Dettagli esercizio:
Trascrivi parola per parola il testo sui satelliti a bassa orbita, cominciando da "Intervistato dal Foglio, Roberto" e terminando con "Meloni questo giovedì.".

Testo di studio:
Intervistato dal Foglio, Roberto Cingolani, amministratore delegato di Leonardo Spa ed ex ministro della Transizione ecologica, lancia l’allarme: «Il rischio è restare fermi, indietro, mentre gli altri si attrezzano». Parole che pesano come macigni in un contesto internazionale dove la competizione tecnologica non ammette esitazioni. «In Italia esiste l’esigenza di dotarsi di nuova tecnologia e strumenti avanzati: è necessario sia dal punto di vista civile che militare. Tutti i paesi europei stanno valutando i sistemi satellitari a bassa orbita», afferma. Un messaggio che ha trovato eco anche a Palazzo Chigi, durante un incontro con la premier Giorgia Meloni questo giovedì.
Cingolani: “Tra le opzioni c’è sicuramente SpaceX. Ma non solo”
Cingolani non si ferma alle diagnosi, ma esplora soluzioni. Tra queste, figura anche il genio visionario, ora fedelissimo di Trump. «Tra le opzioni in campo, da valutare, c’è sicuramente Elon Musk. Ma non solo», spiega, ricordando che anche Jeff Bezos sta avanzando con il suo progetto spaziale. «Certamente al momento SpaceX rappresenta la realtà tecnologica più evoluta», dice l’amministratore delegato di Leonardo. E mentre l’Europa punta su Iris2, un progetto che promette di entrare in funzione entro il 2030, Cingolani avverte: «Il 2030 è ancora parecchio lontano. Nel frattempo, servirà adottare soluzioni ponte».

I dati:

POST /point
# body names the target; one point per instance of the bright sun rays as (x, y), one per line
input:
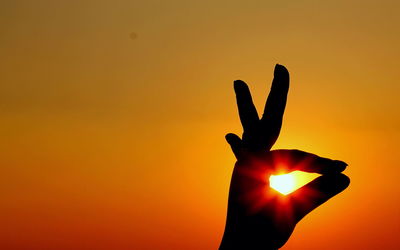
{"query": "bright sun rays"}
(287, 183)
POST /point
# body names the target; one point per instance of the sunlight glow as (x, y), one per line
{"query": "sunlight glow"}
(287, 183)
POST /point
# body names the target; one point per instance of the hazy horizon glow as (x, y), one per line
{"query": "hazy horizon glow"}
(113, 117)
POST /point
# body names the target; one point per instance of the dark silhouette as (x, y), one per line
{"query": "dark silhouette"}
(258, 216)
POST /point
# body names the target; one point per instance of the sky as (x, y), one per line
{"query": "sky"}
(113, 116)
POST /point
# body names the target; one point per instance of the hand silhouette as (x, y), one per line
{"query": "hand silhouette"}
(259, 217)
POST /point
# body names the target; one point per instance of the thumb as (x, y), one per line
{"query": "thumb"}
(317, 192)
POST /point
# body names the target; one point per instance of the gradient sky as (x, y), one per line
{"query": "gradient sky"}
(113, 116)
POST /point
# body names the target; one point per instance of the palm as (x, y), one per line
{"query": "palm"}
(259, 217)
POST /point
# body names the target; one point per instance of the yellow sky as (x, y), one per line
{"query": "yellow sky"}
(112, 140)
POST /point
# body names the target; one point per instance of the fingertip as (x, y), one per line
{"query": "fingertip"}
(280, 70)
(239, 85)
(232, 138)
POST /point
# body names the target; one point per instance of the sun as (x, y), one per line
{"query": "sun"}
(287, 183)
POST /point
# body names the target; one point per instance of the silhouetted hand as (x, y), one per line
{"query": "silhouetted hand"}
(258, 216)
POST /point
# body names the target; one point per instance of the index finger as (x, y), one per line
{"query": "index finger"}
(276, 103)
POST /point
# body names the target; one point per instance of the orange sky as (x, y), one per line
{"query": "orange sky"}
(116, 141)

La tua soluzione:
Intervistato dal Foglio, Roberto Cingolani, amministratore delegato di Leonardo Spa ed ex ministro della Transizione ecologica, lancia l’allarme: «Il rischio è restare fermi, indietro, mentre gli altri si attrezzano». Parole che pesano come macigni in un contesto internazionale dove la competizione tecnologica non ammette esitazioni. «In Italia esiste l’esigenza di dotarsi di nuova tecnologia e strumenti avanzati: è necessario sia dal punto di vista civile che militare. Tutti i paesi europei stanno valutando i sistemi satellitari a bassa orbita», afferma. Un messaggio che ha trovato eco anche a Palazzo Chigi, durante un incontro con la premier Giorgia Meloni questo giovedì.